**Task details**
Report in full each line of the data below that contains the string "night". Only matches with the same capitalization count.

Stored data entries
>>>>

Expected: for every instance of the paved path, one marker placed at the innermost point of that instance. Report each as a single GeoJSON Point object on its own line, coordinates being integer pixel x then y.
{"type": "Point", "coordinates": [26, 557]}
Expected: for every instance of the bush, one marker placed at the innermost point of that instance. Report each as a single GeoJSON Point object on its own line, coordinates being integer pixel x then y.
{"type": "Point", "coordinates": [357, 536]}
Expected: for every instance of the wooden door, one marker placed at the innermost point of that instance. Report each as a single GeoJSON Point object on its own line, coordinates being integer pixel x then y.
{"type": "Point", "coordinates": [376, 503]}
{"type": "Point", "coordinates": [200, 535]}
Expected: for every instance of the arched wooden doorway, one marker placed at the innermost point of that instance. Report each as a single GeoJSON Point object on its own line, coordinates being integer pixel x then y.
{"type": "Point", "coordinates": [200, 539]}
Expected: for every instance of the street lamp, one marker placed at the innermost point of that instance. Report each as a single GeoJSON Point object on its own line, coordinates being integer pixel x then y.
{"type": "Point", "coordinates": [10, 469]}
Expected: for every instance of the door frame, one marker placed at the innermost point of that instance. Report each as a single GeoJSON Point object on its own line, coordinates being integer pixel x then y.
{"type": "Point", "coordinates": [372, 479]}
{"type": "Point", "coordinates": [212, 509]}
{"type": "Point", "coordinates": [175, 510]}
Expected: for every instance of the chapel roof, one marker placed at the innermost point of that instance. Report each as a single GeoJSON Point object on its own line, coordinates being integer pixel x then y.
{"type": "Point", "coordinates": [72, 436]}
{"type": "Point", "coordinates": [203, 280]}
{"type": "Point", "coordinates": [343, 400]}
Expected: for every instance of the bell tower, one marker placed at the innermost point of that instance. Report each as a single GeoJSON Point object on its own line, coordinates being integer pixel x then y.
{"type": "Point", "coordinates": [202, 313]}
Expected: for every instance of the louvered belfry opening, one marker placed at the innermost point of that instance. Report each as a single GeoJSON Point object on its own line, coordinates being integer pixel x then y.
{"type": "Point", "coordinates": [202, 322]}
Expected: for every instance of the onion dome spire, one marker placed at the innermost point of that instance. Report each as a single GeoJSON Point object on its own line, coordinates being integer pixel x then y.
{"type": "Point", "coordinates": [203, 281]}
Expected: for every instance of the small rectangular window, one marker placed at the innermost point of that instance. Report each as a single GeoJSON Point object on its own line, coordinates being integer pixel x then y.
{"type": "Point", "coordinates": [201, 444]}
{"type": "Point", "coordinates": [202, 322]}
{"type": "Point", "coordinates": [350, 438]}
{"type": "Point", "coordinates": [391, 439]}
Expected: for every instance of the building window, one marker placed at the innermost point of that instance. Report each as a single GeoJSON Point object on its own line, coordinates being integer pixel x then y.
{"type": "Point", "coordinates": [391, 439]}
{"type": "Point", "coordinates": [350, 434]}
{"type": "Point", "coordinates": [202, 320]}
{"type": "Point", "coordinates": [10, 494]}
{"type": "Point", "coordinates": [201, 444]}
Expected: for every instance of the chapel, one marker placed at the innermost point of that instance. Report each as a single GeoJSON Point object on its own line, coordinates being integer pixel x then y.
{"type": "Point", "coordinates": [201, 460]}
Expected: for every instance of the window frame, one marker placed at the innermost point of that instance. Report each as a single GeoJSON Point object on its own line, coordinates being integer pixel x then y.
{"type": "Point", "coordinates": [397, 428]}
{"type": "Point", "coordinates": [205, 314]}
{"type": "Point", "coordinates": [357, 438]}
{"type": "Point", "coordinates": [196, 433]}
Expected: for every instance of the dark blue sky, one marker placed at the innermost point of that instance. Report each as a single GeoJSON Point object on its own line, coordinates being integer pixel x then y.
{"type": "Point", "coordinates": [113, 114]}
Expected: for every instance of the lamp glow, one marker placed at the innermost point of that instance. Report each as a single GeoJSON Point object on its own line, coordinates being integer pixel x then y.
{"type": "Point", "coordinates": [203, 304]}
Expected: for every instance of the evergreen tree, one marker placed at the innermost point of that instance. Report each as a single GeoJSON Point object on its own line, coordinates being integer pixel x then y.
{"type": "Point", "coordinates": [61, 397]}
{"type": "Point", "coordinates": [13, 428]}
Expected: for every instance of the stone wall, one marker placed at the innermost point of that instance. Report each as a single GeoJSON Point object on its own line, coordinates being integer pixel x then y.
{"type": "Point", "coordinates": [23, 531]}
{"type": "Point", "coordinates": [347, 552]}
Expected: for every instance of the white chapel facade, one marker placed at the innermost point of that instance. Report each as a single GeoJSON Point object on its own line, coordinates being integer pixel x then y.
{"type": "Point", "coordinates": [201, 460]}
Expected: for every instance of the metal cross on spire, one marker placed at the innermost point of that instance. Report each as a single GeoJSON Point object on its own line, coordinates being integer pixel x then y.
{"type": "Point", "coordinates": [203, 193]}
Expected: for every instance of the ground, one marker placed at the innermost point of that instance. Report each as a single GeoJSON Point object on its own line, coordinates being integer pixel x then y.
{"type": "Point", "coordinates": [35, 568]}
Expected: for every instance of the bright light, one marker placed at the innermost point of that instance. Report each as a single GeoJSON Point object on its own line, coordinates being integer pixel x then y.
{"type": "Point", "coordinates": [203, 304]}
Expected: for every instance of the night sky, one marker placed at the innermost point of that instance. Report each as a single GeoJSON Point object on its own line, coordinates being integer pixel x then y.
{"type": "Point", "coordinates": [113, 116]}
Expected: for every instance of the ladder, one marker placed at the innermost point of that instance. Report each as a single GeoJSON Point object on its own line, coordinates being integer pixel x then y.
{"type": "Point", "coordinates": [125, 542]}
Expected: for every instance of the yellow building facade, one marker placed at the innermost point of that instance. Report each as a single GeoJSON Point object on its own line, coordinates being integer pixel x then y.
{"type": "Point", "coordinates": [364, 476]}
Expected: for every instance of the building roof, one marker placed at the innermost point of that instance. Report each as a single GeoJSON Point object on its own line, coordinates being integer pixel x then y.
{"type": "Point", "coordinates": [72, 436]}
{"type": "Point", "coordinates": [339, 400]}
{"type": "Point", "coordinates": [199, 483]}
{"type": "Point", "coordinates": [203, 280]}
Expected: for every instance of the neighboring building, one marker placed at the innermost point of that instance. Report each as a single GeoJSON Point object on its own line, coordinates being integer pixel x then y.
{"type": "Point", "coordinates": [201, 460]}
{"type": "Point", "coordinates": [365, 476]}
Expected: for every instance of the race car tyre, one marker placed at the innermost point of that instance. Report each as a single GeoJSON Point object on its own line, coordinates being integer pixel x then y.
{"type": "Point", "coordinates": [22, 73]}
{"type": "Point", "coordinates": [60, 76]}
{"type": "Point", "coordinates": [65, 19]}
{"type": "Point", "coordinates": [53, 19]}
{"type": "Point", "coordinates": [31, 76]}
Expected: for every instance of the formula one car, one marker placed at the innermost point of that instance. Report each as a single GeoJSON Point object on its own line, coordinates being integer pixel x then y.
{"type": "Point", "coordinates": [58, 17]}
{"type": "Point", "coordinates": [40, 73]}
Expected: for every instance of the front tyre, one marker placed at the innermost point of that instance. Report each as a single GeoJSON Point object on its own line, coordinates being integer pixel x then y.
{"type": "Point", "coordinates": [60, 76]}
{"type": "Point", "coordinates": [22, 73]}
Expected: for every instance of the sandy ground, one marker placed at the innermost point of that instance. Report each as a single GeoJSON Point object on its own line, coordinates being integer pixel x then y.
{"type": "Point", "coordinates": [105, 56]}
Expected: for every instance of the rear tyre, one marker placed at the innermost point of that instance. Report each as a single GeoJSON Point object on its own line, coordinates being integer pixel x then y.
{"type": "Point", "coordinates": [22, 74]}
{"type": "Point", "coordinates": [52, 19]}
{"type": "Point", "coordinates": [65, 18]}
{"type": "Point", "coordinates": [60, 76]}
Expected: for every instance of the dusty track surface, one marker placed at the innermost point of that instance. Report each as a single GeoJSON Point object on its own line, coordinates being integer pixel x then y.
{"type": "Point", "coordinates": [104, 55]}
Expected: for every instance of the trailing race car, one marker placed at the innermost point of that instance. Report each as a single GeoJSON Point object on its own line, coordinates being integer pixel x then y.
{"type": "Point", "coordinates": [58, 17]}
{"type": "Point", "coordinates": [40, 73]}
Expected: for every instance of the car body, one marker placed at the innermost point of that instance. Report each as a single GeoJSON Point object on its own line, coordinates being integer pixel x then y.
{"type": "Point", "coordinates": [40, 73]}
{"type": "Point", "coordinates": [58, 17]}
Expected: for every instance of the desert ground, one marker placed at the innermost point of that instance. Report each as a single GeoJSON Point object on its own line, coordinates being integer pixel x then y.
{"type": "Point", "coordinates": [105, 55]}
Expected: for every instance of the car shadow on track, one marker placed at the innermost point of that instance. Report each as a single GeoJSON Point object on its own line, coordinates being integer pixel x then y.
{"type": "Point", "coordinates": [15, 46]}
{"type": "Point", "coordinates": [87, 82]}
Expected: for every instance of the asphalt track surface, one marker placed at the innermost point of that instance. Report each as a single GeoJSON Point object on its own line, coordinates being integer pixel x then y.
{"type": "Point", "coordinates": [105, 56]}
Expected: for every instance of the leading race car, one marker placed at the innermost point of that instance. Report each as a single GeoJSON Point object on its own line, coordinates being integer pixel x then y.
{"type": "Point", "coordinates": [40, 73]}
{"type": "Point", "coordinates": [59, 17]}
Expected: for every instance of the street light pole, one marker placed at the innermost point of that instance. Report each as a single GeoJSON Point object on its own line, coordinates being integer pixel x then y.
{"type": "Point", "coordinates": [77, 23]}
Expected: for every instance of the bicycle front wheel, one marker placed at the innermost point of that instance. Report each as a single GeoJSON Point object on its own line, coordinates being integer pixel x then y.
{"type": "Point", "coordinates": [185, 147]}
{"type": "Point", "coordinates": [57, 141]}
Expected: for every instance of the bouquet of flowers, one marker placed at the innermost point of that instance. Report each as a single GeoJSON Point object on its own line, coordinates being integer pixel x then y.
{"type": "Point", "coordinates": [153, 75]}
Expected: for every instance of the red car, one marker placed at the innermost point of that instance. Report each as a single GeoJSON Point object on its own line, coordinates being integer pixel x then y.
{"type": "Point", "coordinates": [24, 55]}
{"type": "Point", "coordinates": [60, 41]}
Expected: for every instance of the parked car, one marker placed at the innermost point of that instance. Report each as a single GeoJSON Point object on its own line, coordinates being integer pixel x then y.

<<<<
>>>>

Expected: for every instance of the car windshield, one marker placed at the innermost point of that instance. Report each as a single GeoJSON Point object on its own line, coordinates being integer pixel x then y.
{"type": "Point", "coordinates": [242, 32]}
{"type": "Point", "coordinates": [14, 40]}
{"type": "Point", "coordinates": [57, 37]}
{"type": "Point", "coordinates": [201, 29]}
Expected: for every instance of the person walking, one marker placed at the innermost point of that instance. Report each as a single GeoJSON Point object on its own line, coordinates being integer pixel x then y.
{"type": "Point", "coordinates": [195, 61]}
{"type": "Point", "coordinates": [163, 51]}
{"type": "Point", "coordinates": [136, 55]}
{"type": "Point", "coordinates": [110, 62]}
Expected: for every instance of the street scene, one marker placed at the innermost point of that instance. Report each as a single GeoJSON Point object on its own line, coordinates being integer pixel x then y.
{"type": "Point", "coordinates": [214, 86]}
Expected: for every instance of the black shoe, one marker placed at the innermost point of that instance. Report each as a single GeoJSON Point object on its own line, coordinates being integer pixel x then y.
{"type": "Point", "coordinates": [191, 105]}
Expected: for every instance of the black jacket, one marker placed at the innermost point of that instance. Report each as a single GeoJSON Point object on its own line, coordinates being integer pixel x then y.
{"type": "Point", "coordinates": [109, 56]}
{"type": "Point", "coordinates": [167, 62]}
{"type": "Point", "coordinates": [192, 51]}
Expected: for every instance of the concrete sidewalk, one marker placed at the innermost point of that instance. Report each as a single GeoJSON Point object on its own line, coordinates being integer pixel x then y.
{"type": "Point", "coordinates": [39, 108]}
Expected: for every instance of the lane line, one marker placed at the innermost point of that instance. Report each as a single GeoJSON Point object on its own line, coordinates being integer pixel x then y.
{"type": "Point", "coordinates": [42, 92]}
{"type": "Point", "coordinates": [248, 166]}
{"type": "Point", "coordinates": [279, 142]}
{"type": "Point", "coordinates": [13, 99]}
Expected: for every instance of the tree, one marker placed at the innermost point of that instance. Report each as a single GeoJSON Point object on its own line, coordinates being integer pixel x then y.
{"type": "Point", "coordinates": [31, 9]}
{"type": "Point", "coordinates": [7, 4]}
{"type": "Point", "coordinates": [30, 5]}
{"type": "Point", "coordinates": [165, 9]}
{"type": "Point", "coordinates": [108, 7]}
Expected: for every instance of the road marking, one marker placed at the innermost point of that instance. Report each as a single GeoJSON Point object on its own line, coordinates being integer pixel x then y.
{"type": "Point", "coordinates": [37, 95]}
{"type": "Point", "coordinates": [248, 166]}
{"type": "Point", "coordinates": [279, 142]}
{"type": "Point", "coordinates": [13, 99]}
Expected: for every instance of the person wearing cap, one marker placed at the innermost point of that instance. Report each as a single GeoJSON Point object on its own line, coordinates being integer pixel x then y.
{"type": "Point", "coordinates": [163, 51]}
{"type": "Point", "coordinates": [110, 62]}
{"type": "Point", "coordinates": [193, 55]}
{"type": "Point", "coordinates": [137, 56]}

<<<<
>>>>

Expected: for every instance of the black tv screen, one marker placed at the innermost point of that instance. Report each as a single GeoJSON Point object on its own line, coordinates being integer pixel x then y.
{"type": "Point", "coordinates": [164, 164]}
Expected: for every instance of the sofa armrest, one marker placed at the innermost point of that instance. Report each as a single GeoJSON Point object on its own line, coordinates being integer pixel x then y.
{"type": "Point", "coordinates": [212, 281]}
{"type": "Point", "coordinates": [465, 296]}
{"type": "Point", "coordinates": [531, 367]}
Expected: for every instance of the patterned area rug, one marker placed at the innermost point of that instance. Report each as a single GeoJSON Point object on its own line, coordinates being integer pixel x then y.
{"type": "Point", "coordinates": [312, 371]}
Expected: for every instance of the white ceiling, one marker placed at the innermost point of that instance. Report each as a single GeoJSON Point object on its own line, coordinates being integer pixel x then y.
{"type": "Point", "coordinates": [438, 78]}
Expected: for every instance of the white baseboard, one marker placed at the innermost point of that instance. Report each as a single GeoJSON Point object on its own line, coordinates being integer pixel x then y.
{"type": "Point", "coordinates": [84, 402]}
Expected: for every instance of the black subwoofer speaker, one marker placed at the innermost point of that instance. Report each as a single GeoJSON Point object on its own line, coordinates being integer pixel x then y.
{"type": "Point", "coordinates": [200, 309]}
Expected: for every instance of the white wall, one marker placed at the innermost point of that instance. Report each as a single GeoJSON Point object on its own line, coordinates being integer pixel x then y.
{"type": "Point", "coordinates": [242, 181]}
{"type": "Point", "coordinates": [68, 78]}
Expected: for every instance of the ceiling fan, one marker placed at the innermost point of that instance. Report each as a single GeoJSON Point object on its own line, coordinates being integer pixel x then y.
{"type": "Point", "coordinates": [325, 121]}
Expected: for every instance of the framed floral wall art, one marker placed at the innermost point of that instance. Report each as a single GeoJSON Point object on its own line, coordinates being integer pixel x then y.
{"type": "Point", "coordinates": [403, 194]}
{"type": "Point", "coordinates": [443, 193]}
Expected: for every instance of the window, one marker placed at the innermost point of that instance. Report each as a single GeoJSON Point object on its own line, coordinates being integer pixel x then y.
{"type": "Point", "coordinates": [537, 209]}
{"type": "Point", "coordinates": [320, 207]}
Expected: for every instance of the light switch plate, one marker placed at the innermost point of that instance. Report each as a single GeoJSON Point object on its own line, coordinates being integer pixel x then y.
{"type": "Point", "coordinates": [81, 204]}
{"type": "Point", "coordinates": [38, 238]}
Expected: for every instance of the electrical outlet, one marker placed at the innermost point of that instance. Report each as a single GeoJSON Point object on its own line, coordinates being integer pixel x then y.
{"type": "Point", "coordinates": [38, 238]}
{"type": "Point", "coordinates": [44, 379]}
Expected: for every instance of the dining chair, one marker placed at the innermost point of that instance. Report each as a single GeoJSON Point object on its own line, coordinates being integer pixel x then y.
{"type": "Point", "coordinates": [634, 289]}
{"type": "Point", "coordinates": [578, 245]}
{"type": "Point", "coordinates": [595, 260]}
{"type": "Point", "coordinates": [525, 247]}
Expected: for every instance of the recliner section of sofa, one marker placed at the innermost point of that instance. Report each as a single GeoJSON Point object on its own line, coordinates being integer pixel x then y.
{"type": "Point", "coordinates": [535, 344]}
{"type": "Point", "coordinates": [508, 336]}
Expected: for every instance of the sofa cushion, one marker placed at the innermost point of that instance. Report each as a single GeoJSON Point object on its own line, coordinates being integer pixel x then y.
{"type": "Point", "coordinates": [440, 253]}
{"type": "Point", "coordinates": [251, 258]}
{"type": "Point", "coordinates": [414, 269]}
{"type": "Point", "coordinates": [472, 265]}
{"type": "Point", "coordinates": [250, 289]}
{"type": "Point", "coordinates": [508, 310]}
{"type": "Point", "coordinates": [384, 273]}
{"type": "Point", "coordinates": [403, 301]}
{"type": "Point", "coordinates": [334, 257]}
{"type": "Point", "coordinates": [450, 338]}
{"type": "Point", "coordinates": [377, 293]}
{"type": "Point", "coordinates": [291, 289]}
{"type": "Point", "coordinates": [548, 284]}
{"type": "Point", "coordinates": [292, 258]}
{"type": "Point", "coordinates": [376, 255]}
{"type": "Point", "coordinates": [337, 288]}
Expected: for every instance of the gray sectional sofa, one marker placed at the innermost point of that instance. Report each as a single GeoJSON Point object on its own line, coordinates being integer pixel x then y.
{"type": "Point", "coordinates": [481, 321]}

<<<<

**Answer**
Expected: for every instance of the night sky, one marker placed at the innermost point of that instance. Report each as a single GeoJSON Point object on its own line, coordinates being integer pixel x then y.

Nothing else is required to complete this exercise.